■ **REQUESTS**:
a. Decide whether each statement below agrees with the article on business continuity planning, answering yes or no and quoting the article's deciding words: (i) A third of the executives surveyed had not tested their continuity plans at all. (ii) More respondents named negative publicity as a risk this year than last year. (iii) Spellman says departments should open up their teams at this time.
b. In the article on business continuity planning, what is the title of the annual research carried out with the Cabinet Office?

UK businesses are still too cursory when it comes to risk planning, despite the events of the past 18 months roundly demonstrating the value of thorough contingency planning.

While the past year's seen a rise in the number of companies to adopt some form of business continuity planning, fewer managers see it as important to their business, and many see it as a tick-box exercise, according to Ruth Spellman, the head of he Chartered Management Institute.

Its annual research into business continuity planning with the Cabinet Office, "A Decade of Living Dangerously" identifies serious gaps in corporate understanding of risk, and a complacent attitude to taking action.

Even in areas where companies could see they might be vulnerable -- IT security being the Achilles heel for most companies -- 33 per cent of the execs surveyed hadn't tested their continuity plans at all.

What's more, there are less obvious weak spots that a company needs to make contingency plans for, says Spellman: brand damage, supply chain relationships or the loss of key clients could hurt a company's cashflow significantly, particularly in the current economic climate.

Negative publicity or bad press coverage is less of a worry than it used to be, too: 41 per cent identified it as a risk this year, compared to 51 per cent last year and 43 per cent the year before. Pressure to cut budgets could curtail time spent on what's considered more elaborate or longer-term planning.

What's more, tough times can encourage a silo mentality among teams, despite the obvious advantages of sharing more information across teams.

The opposite should be happening, says Spellman: this is the time for departments to open up their teams.

She also advocates that non-execs include it more frequently in their board agendas and that someone senior from within the company be available to report back on the big issues and how the company might tackle them.

The CMI findings are again a reminder, though, of the paucity of forward-planning approaches on offer for 'rehearsing' risk scenarios. It's possible to see how a business might practice its approach to a severe change in the weather, but planning approaches for less obvious issues -- reputation damage, or the kind of brand outcry Tropicana faced when it changed its packaging -- is harder to see coming.

That's why Spellman insists on a wider range of company stakeholders taking part in any risk discussion. Creating a cross-departmental BCP 'taskforce' would give managers and their teams a chance to identify what their biggest areas of vulnerability might be, how a problem would affect them, and what they could do plan ahead.

It's a pretty simple idea, but achieves several things at once: companies can start to think around potential problems and plan more thoroughly.

It brings real users into the picture, often an issue when technology fails. It's a valuable stakeholder and shareholder confidence builder.

It also takes the weight off the one individual (usually in finance) to whom risk's been delegated (or relegated). That's the kind of box-ticking of which Spellman would probably approve.

■ **SUPPLIED INFORMATION**:
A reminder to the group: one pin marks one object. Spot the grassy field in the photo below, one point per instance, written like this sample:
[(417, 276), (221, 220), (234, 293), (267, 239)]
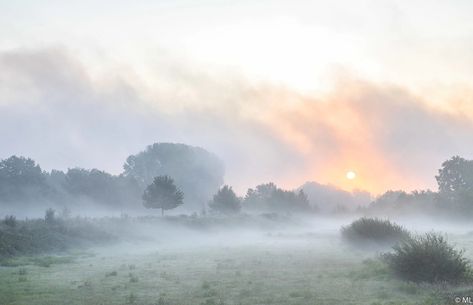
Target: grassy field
[(275, 268)]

■ **ANSWERS TO THE EXERCISE**:
a.
(i) Yes: "33 per cent of the execs surveyed hadn't tested their continuity plans at all."
(ii) No: "41 per cent identified it as a risk this year, compared to 51 per cent last year"
(iii) Yes: "this is the time for departments to open up their teams."

b. "A Decade of Living Dangerously"